● **Problem requirements**
Copy out all the material below with "as keys" changed to "as field names" and every other word kept the same. Leave the pictures out.

(Entries from an annotation dataset)

※

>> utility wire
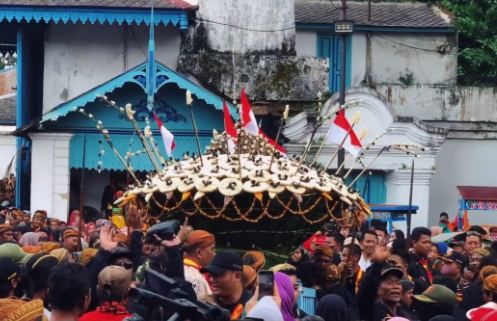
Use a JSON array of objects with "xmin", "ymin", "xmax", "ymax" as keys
[{"xmin": 195, "ymin": 18, "xmax": 295, "ymax": 32}]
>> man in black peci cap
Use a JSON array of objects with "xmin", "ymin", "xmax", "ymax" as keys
[
  {"xmin": 440, "ymin": 252, "xmax": 470, "ymax": 301},
  {"xmin": 369, "ymin": 265, "xmax": 408, "ymax": 321},
  {"xmin": 200, "ymin": 251, "xmax": 252, "ymax": 320}
]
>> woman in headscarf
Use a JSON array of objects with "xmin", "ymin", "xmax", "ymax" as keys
[
  {"xmin": 19, "ymin": 232, "xmax": 41, "ymax": 253},
  {"xmin": 242, "ymin": 251, "xmax": 266, "ymax": 273},
  {"xmin": 247, "ymin": 296, "xmax": 284, "ymax": 321},
  {"xmin": 19, "ymin": 232, "xmax": 40, "ymax": 246},
  {"xmin": 274, "ymin": 272, "xmax": 295, "ymax": 321},
  {"xmin": 316, "ymin": 294, "xmax": 348, "ymax": 321},
  {"xmin": 69, "ymin": 210, "xmax": 81, "ymax": 229}
]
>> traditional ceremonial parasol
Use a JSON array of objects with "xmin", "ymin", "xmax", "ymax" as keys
[{"xmin": 75, "ymin": 87, "xmax": 426, "ymax": 253}]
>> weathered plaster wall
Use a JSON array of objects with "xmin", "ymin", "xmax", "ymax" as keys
[
  {"xmin": 376, "ymin": 85, "xmax": 497, "ymax": 122},
  {"xmin": 429, "ymin": 139, "xmax": 497, "ymax": 225},
  {"xmin": 0, "ymin": 126, "xmax": 17, "ymax": 177},
  {"xmin": 178, "ymin": 53, "xmax": 328, "ymax": 101},
  {"xmin": 295, "ymin": 30, "xmax": 317, "ymax": 57},
  {"xmin": 352, "ymin": 33, "xmax": 457, "ymax": 86},
  {"xmin": 194, "ymin": 0, "xmax": 295, "ymax": 54},
  {"xmin": 43, "ymin": 24, "xmax": 181, "ymax": 113}
]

※

● **Complete response**
>> utility wire
Use a JSON array of objects with "xmin", "ymin", "xmax", "ymax" as field names
[{"xmin": 195, "ymin": 18, "xmax": 295, "ymax": 32}]
>> man in black peci cap
Use a JSON array of objects with "xmin", "ymin", "xmax", "ymax" as field names
[
  {"xmin": 440, "ymin": 252, "xmax": 470, "ymax": 301},
  {"xmin": 369, "ymin": 265, "xmax": 408, "ymax": 321},
  {"xmin": 200, "ymin": 251, "xmax": 252, "ymax": 320}
]
>> woman in headscarf
Use a JSON array of objects with "xmin", "ymin", "xmax", "ymax" as field names
[
  {"xmin": 19, "ymin": 232, "xmax": 41, "ymax": 253},
  {"xmin": 242, "ymin": 251, "xmax": 266, "ymax": 273},
  {"xmin": 247, "ymin": 296, "xmax": 284, "ymax": 321},
  {"xmin": 19, "ymin": 232, "xmax": 40, "ymax": 246},
  {"xmin": 274, "ymin": 272, "xmax": 295, "ymax": 321},
  {"xmin": 316, "ymin": 294, "xmax": 348, "ymax": 321},
  {"xmin": 69, "ymin": 210, "xmax": 81, "ymax": 229}
]
>> traditional ceremonial parasol
Use a JSON array of objects with "xmin", "ymin", "xmax", "ymax" as field names
[{"xmin": 75, "ymin": 87, "xmax": 426, "ymax": 253}]
>> weathered plaster wall
Use a JSON array of objects with "xmin", "ymin", "xmax", "ymax" as field names
[
  {"xmin": 376, "ymin": 85, "xmax": 497, "ymax": 122},
  {"xmin": 429, "ymin": 139, "xmax": 497, "ymax": 225},
  {"xmin": 0, "ymin": 126, "xmax": 17, "ymax": 177},
  {"xmin": 178, "ymin": 53, "xmax": 328, "ymax": 101},
  {"xmin": 295, "ymin": 30, "xmax": 317, "ymax": 57},
  {"xmin": 352, "ymin": 33, "xmax": 457, "ymax": 86},
  {"xmin": 194, "ymin": 0, "xmax": 295, "ymax": 54},
  {"xmin": 43, "ymin": 24, "xmax": 181, "ymax": 113}
]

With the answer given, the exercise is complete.